*PASSAGE PROVIDED*.

+ + + + +

For Thelma Hungito, being at the centre of efforts to combat family and sexual violence in one of PNG’s most heavily populated provinces is much more than just a job.
As Coordinator of Morobe’s Family and Sexual Violence Action Committee (FSVAC), Thelma is at the forefront of action to tackle everything from violence against women, children and those accused of sorcery to improving
services for people living with a disability.
It is a demanding role made tougher by the COVID-19 pandemic, which has caused a surge in calls for assistance.
Even after five years in the role, Thelma’s determination to improve lives and drive change is undiminished.
“Violence against women continues to occur at an alarming scale,” she says.
“Too often it is accepted as normal behaviour.”
“To end violence against women, children and the vulnerable, we need to challenge the attitudes that perpetuate, rationalise and normalise violence and deny everyone’s right to safety.”
After graduating with a Social Work Degree from Divine Word University in 2013, Thelma joined the Morobe Provincial Administration’s Community Development Division where she was employed as Social Welfare Officer.
It became apparent to Thelma just how prevalent violence against women, children and the vulnerable was and she decided to do what she could to help combat it.
Over the next two years the idea of establishing a Family and Sexual Violence Action Committee in Morobe gained momentum and in 2016, Thelma was appointed inaugural FSVAC Coordinator.
Thelma threw herself into the role with enthusiasm, building networks, writing budgets, sourcing funding, running workshops and training sessions, working with partners, strengthening referral pathways, recording data and attending meetings.
The pressure has barely let up since and Thelma admits that at times it can almost feel overwhelming.
But she finds strength and support among Morobe’s tight-knit group of experienced women leaders campaigning against FSV.
Thelma takes the daily challenges posed by limited resources and logistics support, inadequate office space, tight budgets and attacks by critics in her stride, regarding them as steppingstones rather than obstacles.

+ + + + +

*DATA UNDER STUDY*.
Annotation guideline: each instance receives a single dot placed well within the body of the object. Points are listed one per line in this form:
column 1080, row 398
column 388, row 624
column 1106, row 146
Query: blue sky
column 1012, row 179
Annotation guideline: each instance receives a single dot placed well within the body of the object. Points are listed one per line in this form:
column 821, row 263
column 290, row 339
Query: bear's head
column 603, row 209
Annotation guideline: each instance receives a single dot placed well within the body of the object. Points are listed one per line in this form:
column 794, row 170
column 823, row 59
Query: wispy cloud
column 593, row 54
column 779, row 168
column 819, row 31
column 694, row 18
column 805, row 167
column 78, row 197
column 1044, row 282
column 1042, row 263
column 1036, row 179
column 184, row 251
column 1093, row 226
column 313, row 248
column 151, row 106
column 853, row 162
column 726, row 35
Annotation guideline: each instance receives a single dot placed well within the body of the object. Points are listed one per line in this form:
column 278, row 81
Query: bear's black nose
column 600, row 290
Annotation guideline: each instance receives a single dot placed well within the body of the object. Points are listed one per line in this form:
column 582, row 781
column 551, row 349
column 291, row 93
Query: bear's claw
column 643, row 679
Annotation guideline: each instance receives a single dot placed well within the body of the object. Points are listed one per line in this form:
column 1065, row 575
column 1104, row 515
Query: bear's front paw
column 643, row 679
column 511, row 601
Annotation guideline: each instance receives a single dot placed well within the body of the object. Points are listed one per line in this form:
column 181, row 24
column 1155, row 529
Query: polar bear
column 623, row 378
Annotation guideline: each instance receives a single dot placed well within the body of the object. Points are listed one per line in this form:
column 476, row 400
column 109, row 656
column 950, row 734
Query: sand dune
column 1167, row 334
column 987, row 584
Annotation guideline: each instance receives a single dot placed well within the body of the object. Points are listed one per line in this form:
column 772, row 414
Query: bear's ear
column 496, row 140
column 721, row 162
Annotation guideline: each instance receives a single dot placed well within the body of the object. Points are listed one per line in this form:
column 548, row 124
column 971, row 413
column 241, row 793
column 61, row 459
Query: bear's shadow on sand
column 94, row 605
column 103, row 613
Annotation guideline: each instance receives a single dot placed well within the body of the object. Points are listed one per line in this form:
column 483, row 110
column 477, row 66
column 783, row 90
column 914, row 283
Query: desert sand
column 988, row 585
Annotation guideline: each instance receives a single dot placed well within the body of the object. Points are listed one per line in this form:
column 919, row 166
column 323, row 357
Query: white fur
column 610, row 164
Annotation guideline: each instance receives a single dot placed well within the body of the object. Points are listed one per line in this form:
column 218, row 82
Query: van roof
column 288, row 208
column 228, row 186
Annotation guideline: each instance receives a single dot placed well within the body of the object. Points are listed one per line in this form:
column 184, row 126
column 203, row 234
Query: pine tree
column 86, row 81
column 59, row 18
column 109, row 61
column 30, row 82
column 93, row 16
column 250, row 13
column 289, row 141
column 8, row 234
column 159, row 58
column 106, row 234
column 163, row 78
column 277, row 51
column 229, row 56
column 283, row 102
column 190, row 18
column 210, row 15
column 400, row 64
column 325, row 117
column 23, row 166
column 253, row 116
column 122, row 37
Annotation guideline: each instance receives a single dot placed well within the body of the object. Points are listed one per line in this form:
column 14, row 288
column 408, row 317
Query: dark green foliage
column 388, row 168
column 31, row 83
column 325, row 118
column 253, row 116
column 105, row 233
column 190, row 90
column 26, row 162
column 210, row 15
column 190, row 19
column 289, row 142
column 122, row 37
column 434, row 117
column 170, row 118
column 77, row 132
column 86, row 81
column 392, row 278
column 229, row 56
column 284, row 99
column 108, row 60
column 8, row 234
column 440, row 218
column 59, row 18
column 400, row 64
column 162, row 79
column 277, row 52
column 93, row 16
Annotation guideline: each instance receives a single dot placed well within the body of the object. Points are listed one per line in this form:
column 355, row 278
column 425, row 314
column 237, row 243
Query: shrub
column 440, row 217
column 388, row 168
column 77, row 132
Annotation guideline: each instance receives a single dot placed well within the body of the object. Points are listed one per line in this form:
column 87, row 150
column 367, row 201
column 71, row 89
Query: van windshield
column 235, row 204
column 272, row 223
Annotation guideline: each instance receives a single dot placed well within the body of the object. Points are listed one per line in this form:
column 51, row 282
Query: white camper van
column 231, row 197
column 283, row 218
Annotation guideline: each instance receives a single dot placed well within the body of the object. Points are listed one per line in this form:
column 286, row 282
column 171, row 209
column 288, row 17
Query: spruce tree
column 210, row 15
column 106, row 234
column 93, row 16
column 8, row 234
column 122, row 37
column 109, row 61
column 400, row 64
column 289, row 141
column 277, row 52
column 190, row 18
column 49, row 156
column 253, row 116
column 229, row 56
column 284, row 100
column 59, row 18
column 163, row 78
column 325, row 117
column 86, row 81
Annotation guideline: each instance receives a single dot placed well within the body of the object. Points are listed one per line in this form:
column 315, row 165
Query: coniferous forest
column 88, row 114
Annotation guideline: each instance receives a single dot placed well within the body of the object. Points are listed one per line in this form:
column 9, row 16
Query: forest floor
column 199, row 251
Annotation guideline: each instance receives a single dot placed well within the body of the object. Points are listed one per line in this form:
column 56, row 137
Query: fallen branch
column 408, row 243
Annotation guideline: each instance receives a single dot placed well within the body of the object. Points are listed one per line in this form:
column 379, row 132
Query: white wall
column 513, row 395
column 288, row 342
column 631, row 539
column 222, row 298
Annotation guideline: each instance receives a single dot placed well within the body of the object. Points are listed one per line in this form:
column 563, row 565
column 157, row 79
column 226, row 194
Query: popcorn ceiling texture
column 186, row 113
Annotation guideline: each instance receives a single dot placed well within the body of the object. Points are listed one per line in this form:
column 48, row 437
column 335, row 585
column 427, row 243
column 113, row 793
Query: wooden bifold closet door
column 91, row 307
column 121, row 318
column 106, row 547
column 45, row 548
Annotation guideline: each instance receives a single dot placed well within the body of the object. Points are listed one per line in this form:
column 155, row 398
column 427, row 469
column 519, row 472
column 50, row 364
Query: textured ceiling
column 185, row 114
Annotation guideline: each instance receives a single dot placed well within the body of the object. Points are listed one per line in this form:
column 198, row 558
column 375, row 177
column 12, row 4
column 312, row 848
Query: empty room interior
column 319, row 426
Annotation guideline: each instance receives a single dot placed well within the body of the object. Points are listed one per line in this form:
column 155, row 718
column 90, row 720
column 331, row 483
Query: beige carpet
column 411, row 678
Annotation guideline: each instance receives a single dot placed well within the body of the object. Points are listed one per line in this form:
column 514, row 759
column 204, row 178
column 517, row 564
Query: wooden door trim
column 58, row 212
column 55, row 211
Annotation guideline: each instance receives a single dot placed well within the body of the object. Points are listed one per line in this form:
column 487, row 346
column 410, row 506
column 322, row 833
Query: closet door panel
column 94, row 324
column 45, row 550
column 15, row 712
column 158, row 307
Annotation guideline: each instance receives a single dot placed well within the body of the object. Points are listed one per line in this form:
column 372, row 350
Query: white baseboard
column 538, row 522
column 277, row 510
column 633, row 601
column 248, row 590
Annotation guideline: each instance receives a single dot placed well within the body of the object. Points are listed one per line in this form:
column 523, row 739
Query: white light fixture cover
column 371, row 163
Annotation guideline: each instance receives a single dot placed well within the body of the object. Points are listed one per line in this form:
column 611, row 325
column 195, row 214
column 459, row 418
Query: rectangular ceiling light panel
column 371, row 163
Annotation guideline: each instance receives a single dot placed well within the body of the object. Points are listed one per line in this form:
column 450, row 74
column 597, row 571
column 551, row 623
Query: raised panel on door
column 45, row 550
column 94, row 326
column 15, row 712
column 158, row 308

+ + + + +

*EXERCISE 1*. Update the passage about Thelma Hungito by rewriting everything from "Thelma takes the" down to "rather than obstacles.", replacing "obstacles" with "hurdles".
*EXERCISE 2*. Write the next part of the passage about Thelma Hungito, picking up after its final sentence.

*TASK OUTPUT 1*.
Thelma takes the daily challenges posed by limited resources and logistics support, inadequate office space, tight budgets and attacks by critics in her stride, regarding them as steppingstones rather than hurdles.

*TASK OUTPUT 2*.
“As long as I am doing my work holistically and people are receiving services from providers, I am happy with the work I am doing,” Thelma said.
One of her proudest achievements is helping oversee the decentralisation of FSV services within the province. So far, she has assisted in establishing FSVACs in six of Morobe’s nine districts, with the remaining three well on
“We aim to empower Village Court officials in the communities,” Thelma says.
“We sensitise and train them on the Family Protection Act and how to issue Interim Protection Orders to protect survivors and their families.”
She views this work as essential in helping ensure FSV survivors have ready access to effective legal and support services in their communities in the Districts.
“We don’t want survivors to spend huge sums of money to come into the city to get help.” Thelma says.
Thelma is just as pleased to be involved in training police officers about the importance of gender awareness in their work. “We’ve seen changes in how male officers attend to FSV complaints unlike before when they don’t
prioritise these cases.”
Thelma is grateful for the support she receives from the Australian Government through the Papa New Guinea-Australia Partnership that has helped her grow and do her job.
Thelma knows there is still a long way to go but she remains resolute.
“Shifting behaviour is hard and slow but gender equality means all of us and working with all genders is the only way to see true change,” she says.